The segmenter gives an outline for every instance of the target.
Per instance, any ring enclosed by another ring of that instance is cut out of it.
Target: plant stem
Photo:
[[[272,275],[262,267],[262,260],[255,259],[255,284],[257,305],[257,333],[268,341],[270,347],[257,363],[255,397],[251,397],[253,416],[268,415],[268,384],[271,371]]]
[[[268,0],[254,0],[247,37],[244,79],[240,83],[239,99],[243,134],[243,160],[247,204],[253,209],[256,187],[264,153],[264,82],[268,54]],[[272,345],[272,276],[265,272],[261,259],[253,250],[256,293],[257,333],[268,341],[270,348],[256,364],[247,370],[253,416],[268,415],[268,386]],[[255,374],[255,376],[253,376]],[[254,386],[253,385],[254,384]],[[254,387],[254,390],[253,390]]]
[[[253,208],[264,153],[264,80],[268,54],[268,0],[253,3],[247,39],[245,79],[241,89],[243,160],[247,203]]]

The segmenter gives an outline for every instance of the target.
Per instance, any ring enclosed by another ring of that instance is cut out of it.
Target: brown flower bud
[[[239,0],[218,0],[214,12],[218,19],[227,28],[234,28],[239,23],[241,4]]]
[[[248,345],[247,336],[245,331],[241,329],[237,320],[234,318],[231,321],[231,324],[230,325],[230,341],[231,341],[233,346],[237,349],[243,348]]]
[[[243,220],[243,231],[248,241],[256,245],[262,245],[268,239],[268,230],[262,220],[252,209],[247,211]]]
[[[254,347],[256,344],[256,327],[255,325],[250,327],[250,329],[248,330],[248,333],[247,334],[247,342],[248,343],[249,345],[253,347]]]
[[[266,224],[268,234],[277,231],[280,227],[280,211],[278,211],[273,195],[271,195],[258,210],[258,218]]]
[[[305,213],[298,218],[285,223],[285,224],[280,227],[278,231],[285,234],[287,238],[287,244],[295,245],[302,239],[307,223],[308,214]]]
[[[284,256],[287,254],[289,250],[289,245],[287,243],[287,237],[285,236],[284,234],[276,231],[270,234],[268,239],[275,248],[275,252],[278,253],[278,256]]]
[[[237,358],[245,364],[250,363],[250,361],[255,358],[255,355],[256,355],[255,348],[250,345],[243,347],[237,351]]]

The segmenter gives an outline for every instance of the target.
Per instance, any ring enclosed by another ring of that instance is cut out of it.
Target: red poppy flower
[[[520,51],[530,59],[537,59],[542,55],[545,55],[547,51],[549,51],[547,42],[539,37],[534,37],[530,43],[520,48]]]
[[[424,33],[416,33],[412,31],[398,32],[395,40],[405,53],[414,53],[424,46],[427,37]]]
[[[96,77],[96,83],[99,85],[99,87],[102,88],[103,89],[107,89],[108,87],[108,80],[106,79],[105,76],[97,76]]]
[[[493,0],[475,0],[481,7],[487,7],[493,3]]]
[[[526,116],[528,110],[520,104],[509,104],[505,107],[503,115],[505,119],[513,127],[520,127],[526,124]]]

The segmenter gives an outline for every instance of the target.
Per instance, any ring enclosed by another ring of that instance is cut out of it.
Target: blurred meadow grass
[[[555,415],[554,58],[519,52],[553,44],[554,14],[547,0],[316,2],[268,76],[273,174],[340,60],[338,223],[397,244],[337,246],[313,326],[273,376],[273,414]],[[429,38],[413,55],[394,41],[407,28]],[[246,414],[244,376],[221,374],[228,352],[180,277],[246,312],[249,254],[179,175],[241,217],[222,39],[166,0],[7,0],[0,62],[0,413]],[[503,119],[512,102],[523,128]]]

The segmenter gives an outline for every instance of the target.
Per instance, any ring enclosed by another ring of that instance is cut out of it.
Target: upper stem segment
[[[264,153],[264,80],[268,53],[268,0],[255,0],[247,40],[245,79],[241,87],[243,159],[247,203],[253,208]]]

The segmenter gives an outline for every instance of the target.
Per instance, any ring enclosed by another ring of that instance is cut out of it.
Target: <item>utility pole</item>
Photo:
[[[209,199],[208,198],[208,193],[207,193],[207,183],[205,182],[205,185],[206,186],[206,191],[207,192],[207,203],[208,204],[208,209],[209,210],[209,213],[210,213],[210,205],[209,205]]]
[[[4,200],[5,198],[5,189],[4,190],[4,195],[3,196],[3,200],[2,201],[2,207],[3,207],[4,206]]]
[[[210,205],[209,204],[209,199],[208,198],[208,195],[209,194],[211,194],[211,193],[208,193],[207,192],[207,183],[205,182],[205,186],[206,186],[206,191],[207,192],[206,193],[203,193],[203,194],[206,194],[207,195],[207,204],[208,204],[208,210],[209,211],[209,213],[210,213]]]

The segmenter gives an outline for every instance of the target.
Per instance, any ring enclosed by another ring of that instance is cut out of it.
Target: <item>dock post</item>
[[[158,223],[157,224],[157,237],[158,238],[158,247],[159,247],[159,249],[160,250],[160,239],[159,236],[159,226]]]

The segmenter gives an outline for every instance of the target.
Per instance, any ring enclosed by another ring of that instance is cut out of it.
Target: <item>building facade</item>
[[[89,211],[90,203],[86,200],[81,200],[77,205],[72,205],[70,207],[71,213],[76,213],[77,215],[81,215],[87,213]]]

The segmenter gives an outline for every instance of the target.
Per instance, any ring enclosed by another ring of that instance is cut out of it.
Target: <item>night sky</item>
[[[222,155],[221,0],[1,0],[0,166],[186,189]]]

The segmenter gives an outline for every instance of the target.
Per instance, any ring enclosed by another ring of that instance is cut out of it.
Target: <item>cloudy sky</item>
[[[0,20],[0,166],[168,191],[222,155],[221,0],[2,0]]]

------------------------

→ TASK REQUIREMENTS
Give the listing above again, word for word.

→ EXPECTED OUTPUT
The segmenter gives an outline for every instance of the target.
Per instance, any ring enclosed by another ring of that instance is cut out of it.
Target: plant stem
Photo:
[[[272,275],[262,267],[262,260],[255,259],[255,284],[257,305],[257,333],[268,341],[270,347],[257,363],[255,397],[251,397],[253,416],[268,415],[268,384],[271,371]]]
[[[268,0],[254,0],[247,37],[244,79],[240,83],[239,99],[243,134],[243,160],[247,204],[253,209],[256,187],[264,153],[264,82],[268,54]],[[272,345],[272,276],[265,272],[261,259],[253,250],[256,293],[257,333],[268,341],[270,348],[256,364],[247,370],[253,416],[268,415],[268,386]],[[255,374],[255,376],[253,376]],[[254,386],[253,385],[254,384]],[[254,387],[254,390],[253,390]]]
[[[253,208],[264,153],[264,80],[268,54],[268,0],[253,3],[247,39],[245,79],[241,89],[243,160],[247,203]]]

The segmenter gives an outline for every instance of the target.
Per instance, any ring enclosed by another ring of that instance is cut out of it.
Target: brown flower bud
[[[239,0],[218,0],[214,12],[218,19],[227,28],[234,28],[239,23],[241,4]]]
[[[248,345],[247,336],[245,331],[241,329],[237,320],[234,318],[231,321],[231,324],[230,325],[230,341],[231,341],[233,346],[237,349],[243,348]]]
[[[243,220],[243,231],[248,241],[256,245],[262,245],[268,239],[268,230],[262,220],[252,209],[247,211]]]
[[[254,347],[256,344],[256,327],[255,325],[250,327],[250,329],[248,330],[248,333],[247,334],[247,342],[248,343],[249,345],[253,347]]]
[[[266,224],[268,234],[277,231],[280,227],[280,211],[278,211],[273,195],[271,195],[258,210],[258,218]]]
[[[305,213],[298,218],[285,223],[285,224],[280,227],[278,231],[285,234],[287,238],[287,244],[295,245],[302,239],[307,223],[308,214]]]
[[[284,256],[287,254],[289,250],[289,245],[287,243],[287,237],[285,236],[284,234],[276,231],[270,234],[268,239],[275,248],[275,252],[278,253],[278,256]]]
[[[237,358],[245,364],[250,363],[250,361],[255,358],[255,355],[256,355],[255,348],[250,345],[243,347],[237,351]]]

The segmenter gives an outline for every instance of the target.
Per instance, any ring enclosed by another ring of that instance is cut out of it.
Target: red poppy flower
[[[520,51],[530,59],[537,59],[542,55],[545,55],[547,51],[549,51],[547,42],[539,37],[534,37],[530,43],[520,48]]]
[[[424,33],[416,33],[412,31],[398,32],[395,40],[405,53],[414,53],[424,46],[427,37]]]
[[[96,77],[96,83],[99,85],[99,87],[102,88],[103,89],[107,89],[108,87],[108,80],[106,79],[105,76],[97,76]]]
[[[493,0],[475,0],[481,7],[487,7],[493,3]]]
[[[526,116],[528,110],[520,104],[509,104],[505,107],[503,115],[505,119],[513,127],[520,127],[526,124]]]

The segmenter gives an outline for every instance of the target.
Per instance, any ring enclosed by another ring of that instance is cut out of it.
Target: blurred meadow grass
[[[555,415],[554,58],[519,52],[553,44],[554,14],[547,0],[316,2],[268,76],[273,174],[340,60],[338,223],[397,244],[337,246],[313,326],[273,376],[273,414]],[[429,38],[413,55],[394,41],[407,28]],[[246,414],[244,376],[221,374],[228,352],[180,277],[246,312],[249,254],[179,175],[241,217],[222,39],[166,0],[7,0],[0,62],[0,413]],[[503,119],[512,102],[523,128]]]

The segmenter gives an outline for every instance of the target.
Per instance, any ring enclosed by another ring of that instance is cut out of it.
Target: upper stem segment
[[[264,153],[264,80],[268,53],[268,0],[255,0],[247,40],[245,79],[241,87],[243,159],[247,203],[253,208]]]

The segmenter gives an outline for every instance of the target.
Per instance, any ring enclosed by another ring of that instance is cut out of it.
Target: <item>utility pole</item>
Photo:
[[[209,199],[208,198],[208,193],[207,193],[207,183],[205,182],[205,185],[206,186],[206,191],[207,192],[207,203],[208,204],[208,209],[209,210],[209,213],[210,213],[210,205],[209,205]]]
[[[4,200],[5,198],[5,189],[4,190],[4,195],[3,196],[3,200],[2,201],[2,207],[3,207],[4,206]]]
[[[210,205],[209,204],[209,199],[208,198],[208,195],[209,194],[211,194],[211,193],[208,193],[207,192],[207,183],[205,182],[205,186],[206,186],[206,191],[207,192],[206,193],[203,193],[203,194],[206,194],[207,195],[207,204],[208,204],[208,210],[209,211],[209,213],[210,213]]]

The segmenter gives an outline for every instance of the target.
Per instance, any ring enclosed by another ring of that instance is cut out of it.
Target: <item>dock post</item>
[[[158,223],[157,224],[157,237],[158,238],[158,247],[159,247],[159,249],[160,250],[160,239],[159,236],[159,226]]]

The segmenter gives an outline for every instance of the target.
Per instance, any ring enclosed by another ring of that instance is cut out of it.
Target: <item>building facade</item>
[[[89,211],[90,203],[86,200],[81,200],[77,205],[72,205],[70,207],[71,213],[76,213],[77,215],[81,215],[87,213]]]

The segmenter gives an outline for every instance of the target.
Per instance, any ring enclosed by another ring of that instance is cut out of it.
Target: <item>night sky</item>
[[[222,155],[221,0],[1,0],[0,166],[186,189]]]

The segmenter gives an outline for every instance of the target.
Per instance, any ring enclosed by another ring of that instance is cut out of it.
Target: <item>cloudy sky</item>
[[[0,20],[0,166],[168,191],[222,155],[221,0],[2,0]]]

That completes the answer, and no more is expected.